◆ Records provided
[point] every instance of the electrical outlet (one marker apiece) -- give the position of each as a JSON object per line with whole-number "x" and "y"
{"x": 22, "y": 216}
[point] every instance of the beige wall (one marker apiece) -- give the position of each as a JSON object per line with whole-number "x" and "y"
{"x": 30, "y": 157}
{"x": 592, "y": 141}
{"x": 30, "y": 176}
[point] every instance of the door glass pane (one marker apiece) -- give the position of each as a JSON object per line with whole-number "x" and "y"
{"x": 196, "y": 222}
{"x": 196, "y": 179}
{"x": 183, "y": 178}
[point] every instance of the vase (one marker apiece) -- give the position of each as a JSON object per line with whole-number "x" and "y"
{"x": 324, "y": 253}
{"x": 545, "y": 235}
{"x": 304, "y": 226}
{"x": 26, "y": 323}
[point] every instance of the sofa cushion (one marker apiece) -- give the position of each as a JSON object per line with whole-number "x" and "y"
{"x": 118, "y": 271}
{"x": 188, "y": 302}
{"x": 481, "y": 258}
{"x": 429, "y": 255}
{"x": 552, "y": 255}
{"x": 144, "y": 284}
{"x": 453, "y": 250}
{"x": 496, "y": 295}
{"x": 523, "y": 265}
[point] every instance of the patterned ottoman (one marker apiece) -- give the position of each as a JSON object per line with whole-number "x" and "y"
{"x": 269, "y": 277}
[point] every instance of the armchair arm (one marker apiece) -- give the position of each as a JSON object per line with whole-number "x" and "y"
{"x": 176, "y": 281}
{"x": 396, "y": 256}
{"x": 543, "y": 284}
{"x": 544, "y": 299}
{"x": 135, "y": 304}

◆ Problem
Return these items with each line reproduced verbatim.

◆ Written reply
[point] every instance of the electrical outlet (one marker apiece) -- give the position of each as a JSON object per line with whole-number "x" and "y"
{"x": 22, "y": 216}
[point] every instance of the beige wall (one marker apiece) -- give the position of each as a JSON object per line with whole-number "x" and "y"
{"x": 30, "y": 157}
{"x": 592, "y": 141}
{"x": 30, "y": 176}
[point] every instance of the door glass pane (one marker apiece) -- give the position of each as a JSON object per line with whole-number "x" and "y"
{"x": 196, "y": 222}
{"x": 196, "y": 179}
{"x": 183, "y": 178}
[point] every instance of the vase (one marker apiece) -- give the position of each as a JSON object per line with whole-number "x" and "y"
{"x": 324, "y": 253}
{"x": 545, "y": 235}
{"x": 304, "y": 226}
{"x": 26, "y": 323}
[point] every instance of the sofa cushion (one marker apiece) -- give the position of each as a JSON object per line with whole-number "x" and "y"
{"x": 118, "y": 271}
{"x": 188, "y": 302}
{"x": 481, "y": 258}
{"x": 429, "y": 255}
{"x": 552, "y": 255}
{"x": 144, "y": 284}
{"x": 453, "y": 250}
{"x": 496, "y": 295}
{"x": 523, "y": 265}
[point] every instance of the patterned ottoman (one marker apiece) -- give the position of each as a JSON object per line with whole-number "x" and "y"
{"x": 269, "y": 277}
[point] every instance of the armchair arm (one marker apiece) -- give the position of each as a JSON object per line with whole-number "x" and "y"
{"x": 176, "y": 281}
{"x": 396, "y": 256}
{"x": 543, "y": 284}
{"x": 544, "y": 299}
{"x": 135, "y": 304}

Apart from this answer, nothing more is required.